> Text block:

▼

New technology

Status
Not open for further replies.
Why do you see it bad to have personalized guns? I think it's a good idea, if you don't like it don't use it. I wouldn't want anyone but me or the people I trust using my guns.

User ID guns are dangerous because once they exist, then all guns will be mandated by law to be user ID guns, just like all current revolvers have the damn child saftey lock on them. You CANNOT get a new production gun without it (no choice).

Once user ID guns are standard, expect your gun not to work at the flip of some switch in Washington.
 
I think the big advancements will be in materials and sights. Look at just the last 20 years how we have seen the explosion in use of polymers, titanium, scandium alloys. In bullets we have seen new stuff like highly advanced JHP designs, frangibles, lead free, etc.

The trend seems to be for ever more convenient size and weight balanced with recoil (light weight Glocks, Kahr and Kel-tecs), or for ever more powerful capabilities (.500 S&W, .480 Ruger, popularized .454 Casull).

So, I think we will see slimmer slides of new materials. Perhaps tungsten alloy that would have more strength so it could be slimmer, yet also stonger and still have the weight for proper cycling? Maybe Ruger will eventually make a titanium Sp101 and GP100?

Sights are a wide open field. There is already an amazing array of iron, tritium, and electronic sights. I like the idea of a remote sighting system. Sort of the speed and convenience of point/instictive shooting with the accuracy of a red dot. I think minaturization will happen for all electronic displays such as TV, computer, etc and firearm sights will follow. The largest component of any electronic viewing system today is the display. Eliminate the traditional display and get it hooked to a near-eyball projector and the sight would be a hundred times less breakable, require much less power, and would be a fraction of the current size of red dot or ACOG sights today.
 
User ID guns would be cool for the hacker. How about turning all the cops weapons off on hell night? During a riot? If withing a block of your nefarious doings?

▲

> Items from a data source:
▼

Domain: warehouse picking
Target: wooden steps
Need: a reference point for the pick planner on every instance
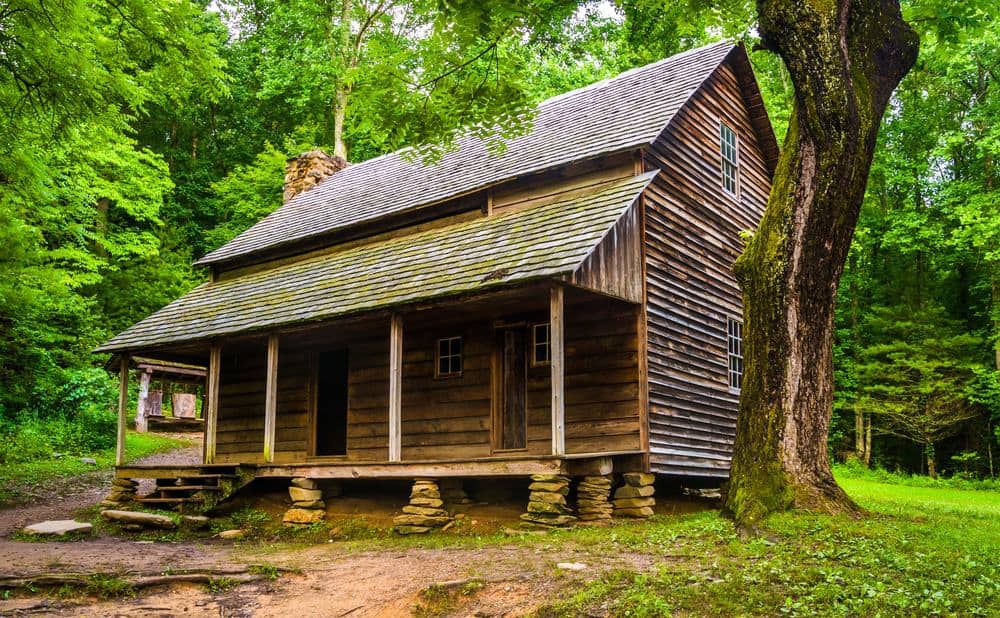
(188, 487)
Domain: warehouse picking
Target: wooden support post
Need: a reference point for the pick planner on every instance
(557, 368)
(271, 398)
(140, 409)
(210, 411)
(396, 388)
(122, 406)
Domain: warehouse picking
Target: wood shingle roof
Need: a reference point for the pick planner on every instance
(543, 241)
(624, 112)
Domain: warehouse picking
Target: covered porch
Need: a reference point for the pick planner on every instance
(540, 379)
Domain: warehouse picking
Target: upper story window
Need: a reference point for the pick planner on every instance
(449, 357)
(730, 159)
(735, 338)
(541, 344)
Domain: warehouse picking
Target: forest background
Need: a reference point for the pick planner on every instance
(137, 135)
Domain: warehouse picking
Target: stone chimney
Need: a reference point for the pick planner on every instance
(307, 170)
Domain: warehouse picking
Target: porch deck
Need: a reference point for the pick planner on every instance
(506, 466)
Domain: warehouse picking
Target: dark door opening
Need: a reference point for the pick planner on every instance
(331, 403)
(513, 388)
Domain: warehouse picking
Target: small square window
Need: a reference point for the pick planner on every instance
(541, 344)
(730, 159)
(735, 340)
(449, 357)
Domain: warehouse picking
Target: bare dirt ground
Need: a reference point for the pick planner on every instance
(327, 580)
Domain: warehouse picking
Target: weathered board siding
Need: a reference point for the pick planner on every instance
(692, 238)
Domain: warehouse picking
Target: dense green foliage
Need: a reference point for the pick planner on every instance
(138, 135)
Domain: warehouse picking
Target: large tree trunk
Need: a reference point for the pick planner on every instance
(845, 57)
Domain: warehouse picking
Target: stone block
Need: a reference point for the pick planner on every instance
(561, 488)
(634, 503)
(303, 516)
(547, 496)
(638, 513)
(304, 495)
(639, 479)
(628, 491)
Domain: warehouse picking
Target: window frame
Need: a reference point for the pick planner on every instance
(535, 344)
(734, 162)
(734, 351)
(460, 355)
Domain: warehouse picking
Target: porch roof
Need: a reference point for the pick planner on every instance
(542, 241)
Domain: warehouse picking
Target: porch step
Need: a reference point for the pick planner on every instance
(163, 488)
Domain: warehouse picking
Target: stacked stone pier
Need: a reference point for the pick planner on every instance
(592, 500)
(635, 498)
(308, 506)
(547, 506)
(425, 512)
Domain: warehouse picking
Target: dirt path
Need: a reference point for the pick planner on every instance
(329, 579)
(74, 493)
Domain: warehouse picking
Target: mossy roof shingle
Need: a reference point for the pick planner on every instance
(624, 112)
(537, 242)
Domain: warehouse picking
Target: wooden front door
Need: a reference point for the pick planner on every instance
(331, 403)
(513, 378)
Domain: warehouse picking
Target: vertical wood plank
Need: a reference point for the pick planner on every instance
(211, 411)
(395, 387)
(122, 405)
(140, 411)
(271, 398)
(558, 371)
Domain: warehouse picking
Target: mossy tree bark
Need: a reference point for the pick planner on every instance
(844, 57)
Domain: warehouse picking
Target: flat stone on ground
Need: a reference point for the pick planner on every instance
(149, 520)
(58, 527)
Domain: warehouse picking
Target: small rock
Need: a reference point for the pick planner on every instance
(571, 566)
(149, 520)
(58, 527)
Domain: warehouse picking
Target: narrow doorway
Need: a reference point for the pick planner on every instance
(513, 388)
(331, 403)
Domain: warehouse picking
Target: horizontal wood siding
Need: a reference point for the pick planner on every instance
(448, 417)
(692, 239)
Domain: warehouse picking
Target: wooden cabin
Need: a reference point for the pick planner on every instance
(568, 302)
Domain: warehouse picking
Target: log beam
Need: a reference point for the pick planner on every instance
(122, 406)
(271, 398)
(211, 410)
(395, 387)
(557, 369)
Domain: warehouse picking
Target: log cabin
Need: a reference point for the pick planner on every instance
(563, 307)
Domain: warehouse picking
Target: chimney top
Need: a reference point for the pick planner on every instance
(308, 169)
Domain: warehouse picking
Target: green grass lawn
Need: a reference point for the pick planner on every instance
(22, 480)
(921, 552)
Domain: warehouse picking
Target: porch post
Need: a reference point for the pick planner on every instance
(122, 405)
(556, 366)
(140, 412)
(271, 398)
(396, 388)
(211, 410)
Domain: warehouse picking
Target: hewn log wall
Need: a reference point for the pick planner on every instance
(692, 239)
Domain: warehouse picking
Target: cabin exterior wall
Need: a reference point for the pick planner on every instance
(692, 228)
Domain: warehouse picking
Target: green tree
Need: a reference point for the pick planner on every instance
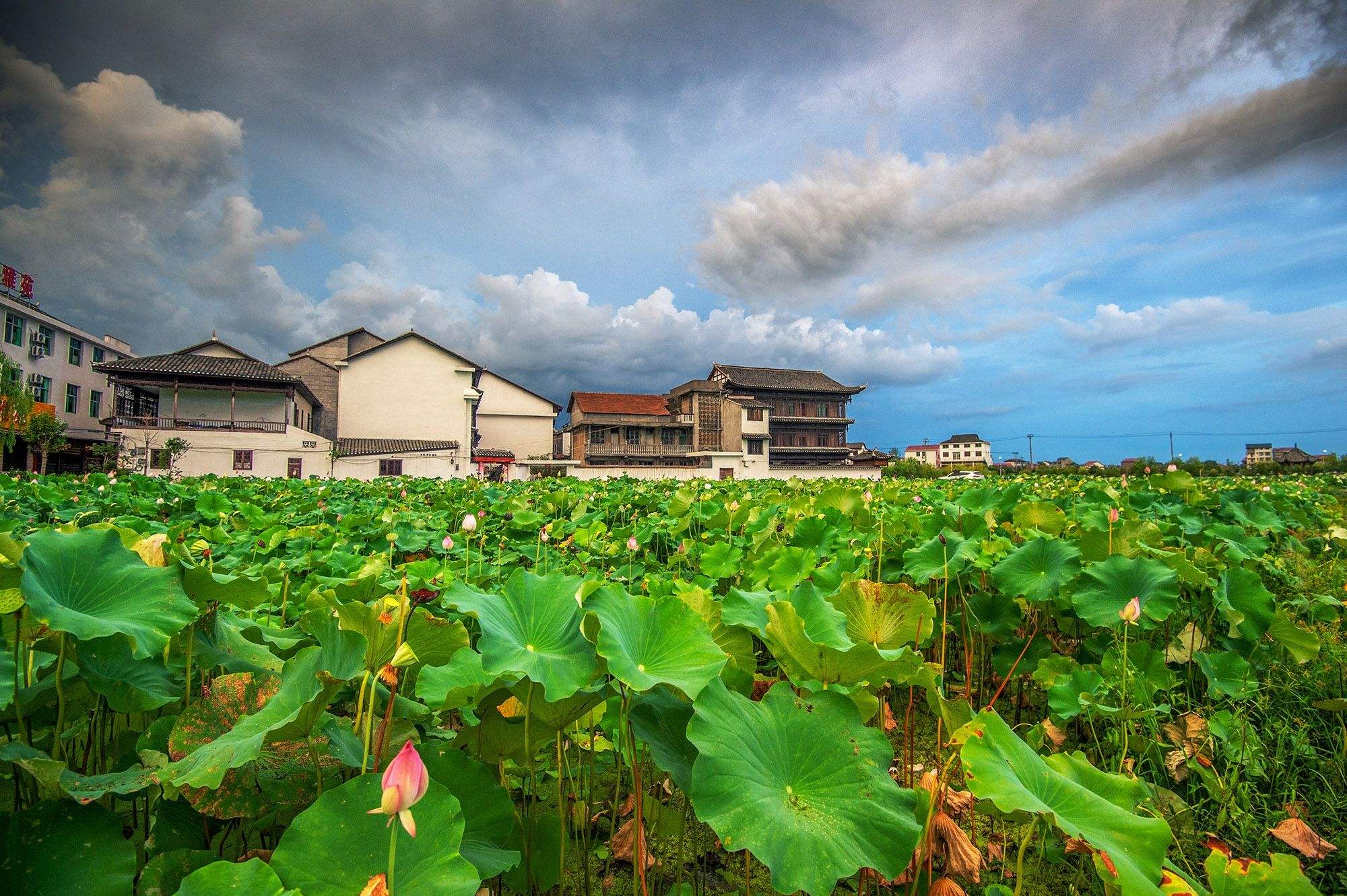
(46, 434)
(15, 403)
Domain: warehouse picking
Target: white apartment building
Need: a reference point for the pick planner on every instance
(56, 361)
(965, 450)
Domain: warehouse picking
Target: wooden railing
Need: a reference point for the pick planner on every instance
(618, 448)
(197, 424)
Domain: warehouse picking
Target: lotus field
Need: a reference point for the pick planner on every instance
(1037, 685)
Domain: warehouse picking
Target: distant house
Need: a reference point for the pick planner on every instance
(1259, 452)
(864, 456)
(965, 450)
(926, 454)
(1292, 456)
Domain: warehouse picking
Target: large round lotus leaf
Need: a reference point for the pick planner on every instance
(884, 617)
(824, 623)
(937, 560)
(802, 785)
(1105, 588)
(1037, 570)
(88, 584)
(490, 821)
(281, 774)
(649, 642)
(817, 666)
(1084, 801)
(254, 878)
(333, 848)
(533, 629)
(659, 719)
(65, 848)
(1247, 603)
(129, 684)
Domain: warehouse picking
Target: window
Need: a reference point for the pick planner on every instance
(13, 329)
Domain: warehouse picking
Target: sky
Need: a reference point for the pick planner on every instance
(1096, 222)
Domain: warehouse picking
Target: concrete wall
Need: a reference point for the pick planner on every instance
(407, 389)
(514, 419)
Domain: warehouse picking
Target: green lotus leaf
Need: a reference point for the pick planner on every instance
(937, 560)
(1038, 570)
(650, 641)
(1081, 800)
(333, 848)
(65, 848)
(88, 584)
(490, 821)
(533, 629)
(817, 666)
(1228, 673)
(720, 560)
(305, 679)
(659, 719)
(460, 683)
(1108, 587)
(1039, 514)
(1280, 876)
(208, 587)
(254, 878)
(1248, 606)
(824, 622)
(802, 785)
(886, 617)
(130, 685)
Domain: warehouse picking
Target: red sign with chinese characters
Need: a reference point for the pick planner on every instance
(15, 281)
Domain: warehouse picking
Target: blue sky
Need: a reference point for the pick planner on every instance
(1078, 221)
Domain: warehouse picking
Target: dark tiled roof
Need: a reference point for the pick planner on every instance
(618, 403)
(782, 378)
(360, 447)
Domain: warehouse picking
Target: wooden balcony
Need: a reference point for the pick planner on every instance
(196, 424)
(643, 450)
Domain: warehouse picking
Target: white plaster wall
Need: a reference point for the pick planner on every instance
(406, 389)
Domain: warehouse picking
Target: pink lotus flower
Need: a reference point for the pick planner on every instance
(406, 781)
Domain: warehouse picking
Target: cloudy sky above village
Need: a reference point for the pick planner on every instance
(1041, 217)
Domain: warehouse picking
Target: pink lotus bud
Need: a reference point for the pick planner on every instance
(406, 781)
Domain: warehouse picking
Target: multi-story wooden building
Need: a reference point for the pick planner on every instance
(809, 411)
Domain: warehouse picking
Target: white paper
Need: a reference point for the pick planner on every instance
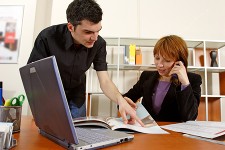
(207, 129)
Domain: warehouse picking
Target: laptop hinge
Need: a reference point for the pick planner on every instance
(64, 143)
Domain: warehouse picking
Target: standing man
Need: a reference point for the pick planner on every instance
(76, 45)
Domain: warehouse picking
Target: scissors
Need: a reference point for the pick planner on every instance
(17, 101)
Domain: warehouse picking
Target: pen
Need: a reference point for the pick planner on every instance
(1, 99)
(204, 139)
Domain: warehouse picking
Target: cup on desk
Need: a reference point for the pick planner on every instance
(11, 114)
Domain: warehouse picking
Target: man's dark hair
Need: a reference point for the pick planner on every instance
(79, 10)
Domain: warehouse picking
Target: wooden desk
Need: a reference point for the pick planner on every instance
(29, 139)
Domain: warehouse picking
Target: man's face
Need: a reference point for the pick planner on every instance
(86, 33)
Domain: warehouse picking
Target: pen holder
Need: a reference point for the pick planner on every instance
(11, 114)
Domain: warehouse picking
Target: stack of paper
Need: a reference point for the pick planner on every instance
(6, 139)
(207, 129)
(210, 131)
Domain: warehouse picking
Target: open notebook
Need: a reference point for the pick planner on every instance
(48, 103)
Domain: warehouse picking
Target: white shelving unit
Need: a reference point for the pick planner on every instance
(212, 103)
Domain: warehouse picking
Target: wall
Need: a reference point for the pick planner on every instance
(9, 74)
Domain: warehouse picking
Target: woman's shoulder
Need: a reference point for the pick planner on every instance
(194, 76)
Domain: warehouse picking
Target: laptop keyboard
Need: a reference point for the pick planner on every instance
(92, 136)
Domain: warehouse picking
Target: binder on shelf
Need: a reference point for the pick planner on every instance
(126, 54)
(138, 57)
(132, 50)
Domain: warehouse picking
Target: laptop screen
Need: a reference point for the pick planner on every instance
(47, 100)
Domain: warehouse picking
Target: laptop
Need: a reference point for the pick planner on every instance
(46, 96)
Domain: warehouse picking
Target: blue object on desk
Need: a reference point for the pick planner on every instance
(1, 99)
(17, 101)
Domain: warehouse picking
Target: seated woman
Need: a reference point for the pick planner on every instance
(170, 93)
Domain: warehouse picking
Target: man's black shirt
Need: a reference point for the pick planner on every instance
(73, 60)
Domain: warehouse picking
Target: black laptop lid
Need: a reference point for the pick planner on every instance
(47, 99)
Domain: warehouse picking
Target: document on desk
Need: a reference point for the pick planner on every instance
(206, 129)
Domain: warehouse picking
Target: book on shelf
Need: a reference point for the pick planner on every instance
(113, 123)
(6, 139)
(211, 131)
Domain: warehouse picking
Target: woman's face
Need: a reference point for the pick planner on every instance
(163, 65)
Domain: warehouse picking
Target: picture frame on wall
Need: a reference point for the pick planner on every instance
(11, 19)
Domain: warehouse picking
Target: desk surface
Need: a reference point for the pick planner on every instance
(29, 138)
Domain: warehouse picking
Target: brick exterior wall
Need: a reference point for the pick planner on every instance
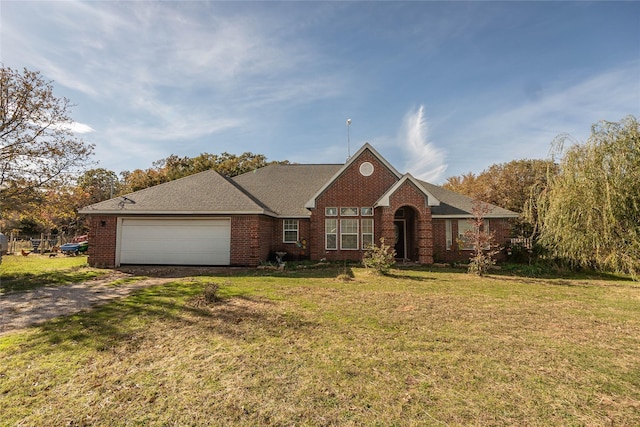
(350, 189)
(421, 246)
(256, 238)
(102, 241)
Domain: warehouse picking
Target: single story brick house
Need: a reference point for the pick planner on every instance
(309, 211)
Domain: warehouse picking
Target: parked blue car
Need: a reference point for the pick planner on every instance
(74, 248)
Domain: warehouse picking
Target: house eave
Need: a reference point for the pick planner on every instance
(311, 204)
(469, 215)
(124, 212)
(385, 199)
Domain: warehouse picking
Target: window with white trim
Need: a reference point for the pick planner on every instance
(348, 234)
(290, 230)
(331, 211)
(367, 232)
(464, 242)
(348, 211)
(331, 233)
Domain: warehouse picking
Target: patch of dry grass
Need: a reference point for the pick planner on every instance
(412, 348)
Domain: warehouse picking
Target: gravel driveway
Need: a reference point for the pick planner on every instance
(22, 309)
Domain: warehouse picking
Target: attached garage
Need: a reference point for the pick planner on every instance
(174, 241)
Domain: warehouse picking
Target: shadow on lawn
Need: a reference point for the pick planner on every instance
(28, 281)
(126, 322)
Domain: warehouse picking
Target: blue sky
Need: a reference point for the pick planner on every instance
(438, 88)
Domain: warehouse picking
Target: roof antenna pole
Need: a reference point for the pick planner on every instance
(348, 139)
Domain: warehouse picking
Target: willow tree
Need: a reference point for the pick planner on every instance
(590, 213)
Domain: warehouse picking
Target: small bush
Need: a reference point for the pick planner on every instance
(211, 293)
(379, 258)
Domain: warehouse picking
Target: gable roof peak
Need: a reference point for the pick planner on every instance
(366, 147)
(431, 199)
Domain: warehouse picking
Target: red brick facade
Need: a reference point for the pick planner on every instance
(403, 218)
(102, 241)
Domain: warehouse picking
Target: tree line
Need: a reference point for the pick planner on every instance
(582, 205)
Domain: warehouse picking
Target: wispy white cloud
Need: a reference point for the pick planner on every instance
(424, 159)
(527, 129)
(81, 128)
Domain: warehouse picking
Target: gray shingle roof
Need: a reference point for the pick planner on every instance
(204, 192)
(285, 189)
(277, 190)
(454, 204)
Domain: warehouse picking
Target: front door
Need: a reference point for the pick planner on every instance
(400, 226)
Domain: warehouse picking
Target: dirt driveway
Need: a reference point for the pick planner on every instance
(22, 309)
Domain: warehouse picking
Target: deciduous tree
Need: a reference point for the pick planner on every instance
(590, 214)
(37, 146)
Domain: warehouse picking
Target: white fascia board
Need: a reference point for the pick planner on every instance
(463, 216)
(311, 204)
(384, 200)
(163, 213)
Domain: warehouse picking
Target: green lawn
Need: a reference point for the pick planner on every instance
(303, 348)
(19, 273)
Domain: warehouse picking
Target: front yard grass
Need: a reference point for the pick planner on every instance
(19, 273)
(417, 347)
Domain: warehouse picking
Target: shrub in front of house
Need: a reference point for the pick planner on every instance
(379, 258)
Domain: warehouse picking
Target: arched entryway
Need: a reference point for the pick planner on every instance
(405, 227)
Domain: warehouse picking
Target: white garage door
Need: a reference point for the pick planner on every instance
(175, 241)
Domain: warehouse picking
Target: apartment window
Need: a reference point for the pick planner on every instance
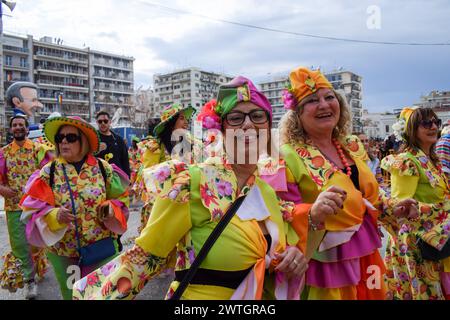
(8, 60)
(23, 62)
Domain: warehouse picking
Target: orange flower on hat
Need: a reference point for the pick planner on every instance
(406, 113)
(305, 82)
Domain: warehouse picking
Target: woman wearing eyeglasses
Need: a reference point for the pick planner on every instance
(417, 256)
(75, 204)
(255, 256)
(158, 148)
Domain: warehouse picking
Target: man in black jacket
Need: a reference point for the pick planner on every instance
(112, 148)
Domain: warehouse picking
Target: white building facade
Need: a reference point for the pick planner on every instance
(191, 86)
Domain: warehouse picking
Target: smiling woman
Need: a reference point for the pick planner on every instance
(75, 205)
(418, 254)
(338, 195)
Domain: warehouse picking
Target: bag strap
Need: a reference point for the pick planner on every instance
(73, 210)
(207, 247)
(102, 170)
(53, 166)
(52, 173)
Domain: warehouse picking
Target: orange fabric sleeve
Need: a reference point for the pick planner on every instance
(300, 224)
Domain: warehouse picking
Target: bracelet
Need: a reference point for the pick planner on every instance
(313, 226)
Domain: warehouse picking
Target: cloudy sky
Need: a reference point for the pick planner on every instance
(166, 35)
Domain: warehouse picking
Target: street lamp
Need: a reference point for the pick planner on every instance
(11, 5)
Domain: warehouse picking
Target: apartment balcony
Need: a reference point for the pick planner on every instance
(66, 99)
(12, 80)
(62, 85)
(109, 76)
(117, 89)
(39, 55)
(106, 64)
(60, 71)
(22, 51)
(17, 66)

▲

> Parts of the exercise:
1. In the forum thread on new gun technology, which two areas does one poster expect the big advancements to be in?
2. From the forum thread on new gun technology, print the stretch from "I think the" through "popularized .454 Casull).".
3. Write what comes next in the forum thread on new gun technology, picking up after its last sentence.

> Answer list:
1. Materials and sights.

2.
I think the big advancements will be in materials and sights. Look at just the last 20 years how we have seen the explosion in use of polymers, titanium, scandium alloys. In bullets we have seen new stuff like highly advanced JHP designs, frangibles, lead free, etc.

The trend seems to be for ever more convenient size and weight balanced with recoil (light weight Glocks, Kahr and Kel-tecs), or for ever more powerful capabilities (.500 S&W, .480 Ruger, popularized .454 Casull).

3.
Firearms are a "mature" technology. Firearms today, are basically the same as they were 100 years ago. I think we can expect only incremental improvements in the overall design of firearms. Things such as the use of new materials in the construction of firearms, improvements in the design of the projectiles and improvement in the propulsion (ie: caseless ammunition that actually works) side of ammunition.

I think the firearms of 50 years from now will probably be very much like the ones we have today. The next big leap forward in weaponry will have to await the developement of new technology, much like when firearms first arrived on the scene and started to replace muscle powered weapons such as swords, spears and bows.
 
That's a great point. The more complicated you make something, the more things can go wrong. And if we make the operation of our firearms dependent on more and more complicated things, like electronics and all sorts of fail-safes, the chances of them failing, by accident or by nefarious means, rises higher and higher.

Imagine a criminal with some sort of EMP or some other electronic interference device shorting out all the police weapons in a certain area.

The more automated things get, the more chances there are for people to mess with them. I saw a program on TV about how the highways and cars of the future will be automated so you don't even have to drive. All the cars and traffic will be directly controlled by some mainframe. Imagine if a terrorist or hacker messed with that program.

Automation and technology are great things, but you must ALWAYS keep humans in the loop with the final word. We can let our guns help us use them properly. But we can't let the "machine" aspect override the "human" aspect. So no matter what new toys you add to the weapon, if a human wants it to go "bang" it needs to be able to go "bang".
 
I don't know how things will look, but there is one concept I would like to see tried.

This comes from a sci-fi book I read, natch, that was set in the BattleTech universe. In one of the early books a rifle was described as being fed a solid block of some sort of plastic or polymer. The soldier placed the block in the same place a mag would go and the gun would srtip off the plastic, hyper-accelerate it and send it out the muzzle.

I've always thought that would be a cool idea.
 
Status
Not open for further replies.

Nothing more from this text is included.